REQUIRED TASK
Give a verbatim copy of the lines below, minus the pictures.
[start]
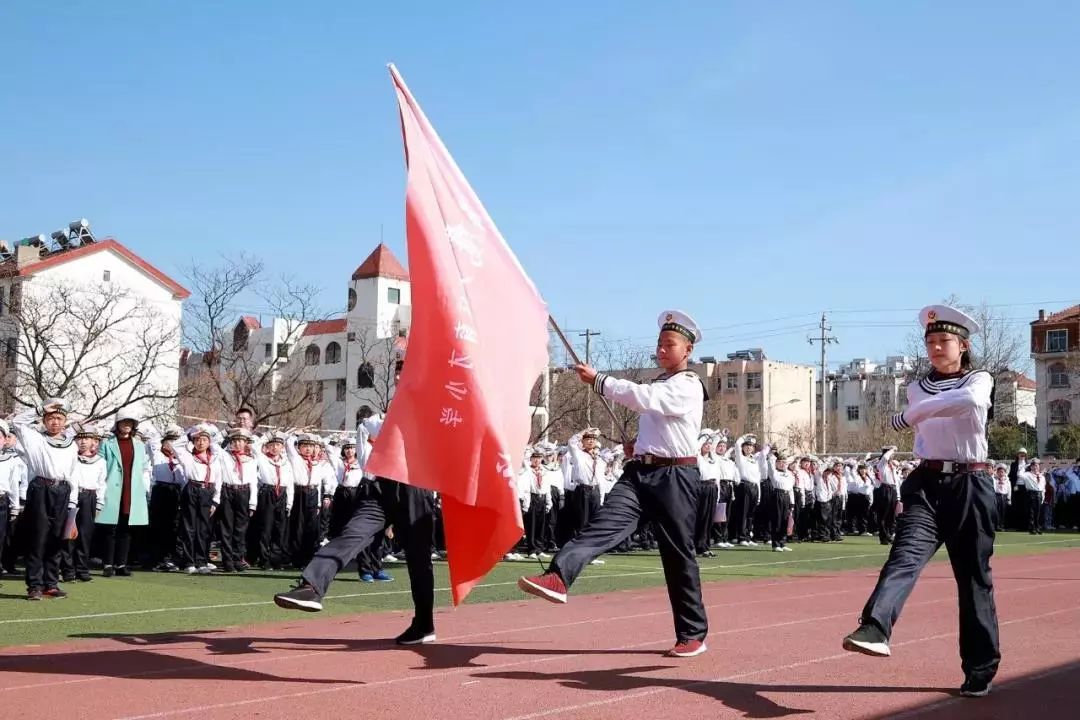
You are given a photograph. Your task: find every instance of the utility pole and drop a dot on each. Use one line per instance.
(589, 335)
(825, 339)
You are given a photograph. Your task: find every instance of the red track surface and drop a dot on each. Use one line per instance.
(774, 651)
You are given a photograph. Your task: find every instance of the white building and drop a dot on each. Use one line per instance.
(132, 309)
(347, 363)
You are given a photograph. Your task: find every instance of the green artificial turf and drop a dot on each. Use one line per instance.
(150, 602)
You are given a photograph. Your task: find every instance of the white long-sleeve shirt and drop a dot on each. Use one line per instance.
(948, 417)
(671, 409)
(42, 458)
(12, 479)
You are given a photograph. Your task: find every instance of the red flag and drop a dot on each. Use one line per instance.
(459, 420)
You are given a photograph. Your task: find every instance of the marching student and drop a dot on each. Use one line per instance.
(1034, 483)
(125, 502)
(12, 479)
(707, 497)
(199, 498)
(51, 497)
(239, 498)
(660, 481)
(166, 481)
(748, 490)
(727, 478)
(948, 500)
(783, 492)
(886, 494)
(269, 529)
(90, 476)
(538, 503)
(409, 511)
(1002, 488)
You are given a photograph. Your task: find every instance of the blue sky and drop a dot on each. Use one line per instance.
(752, 163)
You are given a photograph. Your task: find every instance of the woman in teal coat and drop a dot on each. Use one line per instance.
(125, 499)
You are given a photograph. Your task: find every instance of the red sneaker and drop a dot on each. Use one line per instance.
(688, 649)
(549, 586)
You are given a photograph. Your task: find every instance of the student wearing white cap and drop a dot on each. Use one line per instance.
(51, 497)
(948, 500)
(660, 481)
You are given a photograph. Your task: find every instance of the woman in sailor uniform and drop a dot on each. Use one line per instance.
(661, 481)
(948, 500)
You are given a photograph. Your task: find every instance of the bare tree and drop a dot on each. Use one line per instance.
(99, 347)
(237, 375)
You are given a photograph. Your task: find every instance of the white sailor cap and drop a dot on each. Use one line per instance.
(677, 321)
(943, 318)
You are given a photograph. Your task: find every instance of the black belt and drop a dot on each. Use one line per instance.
(952, 467)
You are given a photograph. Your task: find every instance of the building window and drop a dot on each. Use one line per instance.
(1060, 411)
(365, 376)
(333, 353)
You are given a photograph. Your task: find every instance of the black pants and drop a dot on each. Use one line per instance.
(75, 559)
(233, 513)
(1002, 506)
(44, 515)
(304, 526)
(955, 511)
(859, 508)
(885, 499)
(781, 511)
(117, 542)
(586, 500)
(706, 507)
(410, 512)
(164, 516)
(270, 528)
(536, 521)
(747, 496)
(192, 547)
(667, 496)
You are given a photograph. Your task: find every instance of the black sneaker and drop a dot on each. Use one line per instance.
(868, 640)
(975, 688)
(302, 597)
(414, 636)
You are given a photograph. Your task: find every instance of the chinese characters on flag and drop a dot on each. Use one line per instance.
(459, 420)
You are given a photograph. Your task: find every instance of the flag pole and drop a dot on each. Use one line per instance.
(577, 361)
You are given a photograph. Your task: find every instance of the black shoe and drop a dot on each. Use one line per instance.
(302, 597)
(415, 637)
(868, 640)
(975, 688)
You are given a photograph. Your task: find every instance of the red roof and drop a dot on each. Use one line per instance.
(380, 263)
(325, 327)
(61, 257)
(1068, 313)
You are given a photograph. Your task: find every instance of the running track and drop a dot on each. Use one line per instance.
(774, 651)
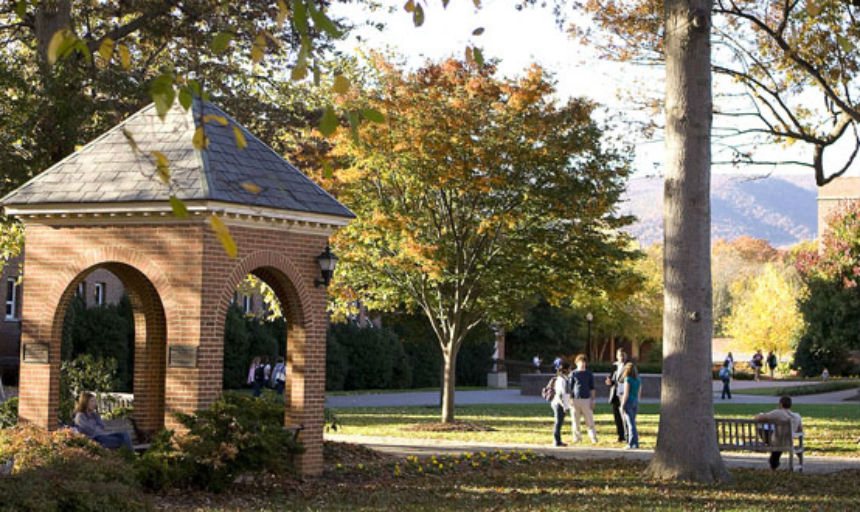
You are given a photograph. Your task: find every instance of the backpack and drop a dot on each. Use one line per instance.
[end]
OUTPUT BELOW
You are given a photograph. Your task: find every instance of the utility pole and drop a dot on each. Use one line per instance.
(589, 335)
(825, 339)
You are given a photograph. Your task: find every instance of the red track surface and drop a dot on each. Use one line per instance.
(774, 651)
You are given a photograph. Your task: find every instance of the white building and drop a dot on each. Use one line per instance.
(132, 309)
(347, 363)
You are given a photograph. Your task: find every instance of the green artificial turf and drop a dot on each. Use one line per instance.
(150, 602)
You are given a photograph. Your task: find every instance of the white long-sleeve shirt and drop a dot on each. Use one line per instance.
(948, 417)
(671, 409)
(42, 458)
(12, 479)
You are given a photograph. Your task: find every instance of the red flag and drop a dot on each. Use one line per instance.
(459, 420)
You are given a photograph. Your task: find every instance of the marching student and drop a dot on each. Use one line per instance.
(1034, 483)
(125, 502)
(12, 479)
(707, 497)
(199, 498)
(51, 497)
(239, 498)
(660, 481)
(166, 481)
(748, 490)
(727, 478)
(948, 500)
(783, 492)
(886, 494)
(269, 529)
(90, 476)
(538, 503)
(409, 511)
(1002, 488)
You are given a photograph. Your task: find every instance of the blue sky and drop a dot on each. Use one line per instance.
(752, 163)
You are given a photograph. Your task: find every instance of the woman in teal coat and drop a dot on each. Use one line per instance.
(125, 499)
You are given a photograph. Your task: find every instance of the red sneaker and drop a dot on each. Use one line per instance.
(688, 649)
(549, 586)
You are given a photograph. Your task: find every instance of the student wearing white cap and drop a dot on each. Use one line per instance.
(51, 497)
(948, 500)
(660, 481)
You are given a photograph. Your task: find every instance of the woman in sailor uniform and drop a dot on each. Use one line per instance.
(661, 481)
(948, 500)
You are given a photograph. Your task: find every instance of the bare tree and drop a dot on each. Use one line per instance.
(99, 347)
(237, 375)
You are given a photograph. Your task: find every instance of the white sailor cap and drop a dot on each. Use one line per instance.
(677, 321)
(943, 318)
You are given a photograph. Your task: find every instance of the black belt and drop a dot on each. Use one line per instance.
(952, 467)
You are given a photograph. Your task: find every instance of the building window and drop a dot on each. Use one line per instance.
(1060, 411)
(365, 376)
(333, 353)
You are given a photograph. Your task: find every instance of the black pants and drop a dot on each. Use one line per instance.
(75, 559)
(233, 513)
(1002, 506)
(44, 515)
(304, 526)
(955, 511)
(859, 508)
(885, 499)
(781, 511)
(117, 542)
(586, 500)
(706, 507)
(410, 512)
(164, 516)
(270, 528)
(536, 521)
(747, 496)
(192, 547)
(667, 496)
You are given a photograph. Your task: find every instance of the black sneaker and drop a dot on each. Use one line per instance.
(868, 640)
(975, 688)
(302, 597)
(414, 636)
You are given a photograph. Your task: find every instance of the chinese characters on flag and drop a dot on each. Use one line per instance.
(459, 420)
You are given a photograph. Your task: find every instance of the flag pole and drop a dot on each. Use one line per instance.
(577, 361)
You are given a photograph. Your task: find every instance of the black shoe and drop a dot on each. Use one line per instance.
(302, 597)
(415, 637)
(868, 640)
(975, 688)
You are given a photograph. Your task: find every instance of the red roof and drop a dot on each. Use one line per instance.
(380, 263)
(325, 327)
(61, 257)
(1068, 313)
You are given a photograph. Your task: find every instance of the running track and drop a dot on each. Use one line per instance.
(774, 651)
You are given a photograph. Your task: find every instance of the backpack and drop a dot on each. Use one line per instance.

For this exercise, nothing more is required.